Problem to solve:
Beginning with the line where "Reviewer note: check that every instance of the football" appears, restate the lines word for word through the last one in the listing.

[Information given start]

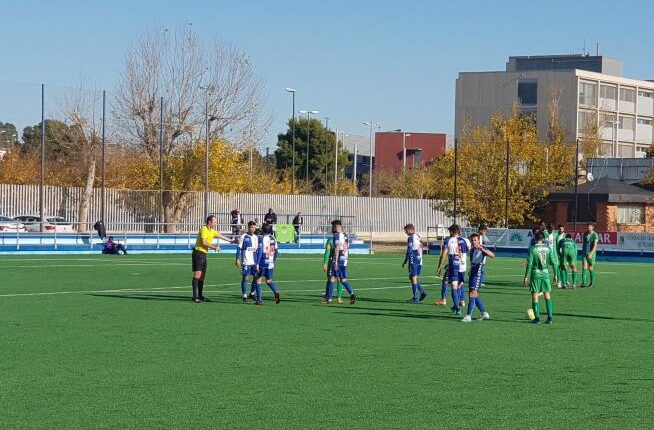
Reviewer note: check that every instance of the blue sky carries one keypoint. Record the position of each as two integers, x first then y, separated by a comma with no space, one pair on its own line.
396,61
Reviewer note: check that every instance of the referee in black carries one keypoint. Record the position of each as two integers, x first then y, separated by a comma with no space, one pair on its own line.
203,244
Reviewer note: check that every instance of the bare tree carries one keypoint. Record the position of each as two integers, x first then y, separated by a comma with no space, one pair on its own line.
82,110
216,84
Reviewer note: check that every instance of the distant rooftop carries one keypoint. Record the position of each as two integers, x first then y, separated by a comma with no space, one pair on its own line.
591,63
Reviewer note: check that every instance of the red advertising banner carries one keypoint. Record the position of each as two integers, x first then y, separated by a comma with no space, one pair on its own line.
606,237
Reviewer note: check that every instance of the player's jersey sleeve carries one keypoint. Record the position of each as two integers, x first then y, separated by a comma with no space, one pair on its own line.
409,246
553,262
531,261
260,257
207,235
329,245
452,246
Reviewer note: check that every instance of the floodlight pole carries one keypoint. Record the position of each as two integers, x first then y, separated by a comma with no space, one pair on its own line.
456,172
574,218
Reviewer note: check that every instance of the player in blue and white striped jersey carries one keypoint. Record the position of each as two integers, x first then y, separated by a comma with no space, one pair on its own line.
478,256
464,247
341,253
247,257
414,258
267,260
452,251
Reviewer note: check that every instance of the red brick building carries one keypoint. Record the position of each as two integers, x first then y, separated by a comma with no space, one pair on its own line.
612,205
421,149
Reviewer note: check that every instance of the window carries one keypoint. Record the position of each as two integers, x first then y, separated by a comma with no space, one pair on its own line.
417,158
606,120
586,122
528,92
586,209
588,94
529,113
631,213
626,123
608,92
628,95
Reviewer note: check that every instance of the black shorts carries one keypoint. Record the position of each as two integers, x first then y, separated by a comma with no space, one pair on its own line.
199,261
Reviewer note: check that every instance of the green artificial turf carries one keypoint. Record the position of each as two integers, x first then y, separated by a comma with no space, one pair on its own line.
114,342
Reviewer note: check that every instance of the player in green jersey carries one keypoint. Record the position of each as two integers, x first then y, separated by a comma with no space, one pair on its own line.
537,276
588,253
559,235
568,258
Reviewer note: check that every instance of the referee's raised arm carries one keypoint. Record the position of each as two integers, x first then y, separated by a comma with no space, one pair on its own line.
203,244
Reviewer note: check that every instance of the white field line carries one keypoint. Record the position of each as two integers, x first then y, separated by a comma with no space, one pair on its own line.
156,289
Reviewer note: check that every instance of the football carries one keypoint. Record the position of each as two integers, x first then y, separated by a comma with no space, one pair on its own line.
530,314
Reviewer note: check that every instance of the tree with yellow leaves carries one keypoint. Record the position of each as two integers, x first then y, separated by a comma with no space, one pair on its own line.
534,169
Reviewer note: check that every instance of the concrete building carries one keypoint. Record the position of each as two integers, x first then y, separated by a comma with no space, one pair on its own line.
629,170
588,90
395,151
359,145
613,205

[Information given end]

The completed task:
Reviewer note: check that every instance of the football carries one keypoint. Record the position of each as two integers, x first then y, separated by a comma with no space, one pair on its own line.
530,314
Reviewer note: check that every instance of the tree with yellow leaves carries one keypoint. Record the position of each as two integers, x first then y, separated by a comma with no space, one pair on its own line.
534,169
Reviewer note: check that every instance of the concrete building carries one keypoint. Record the position of each as two integers, x first then y, separated by a comma with no space, one pair on its own line.
629,170
588,90
395,151
359,145
613,205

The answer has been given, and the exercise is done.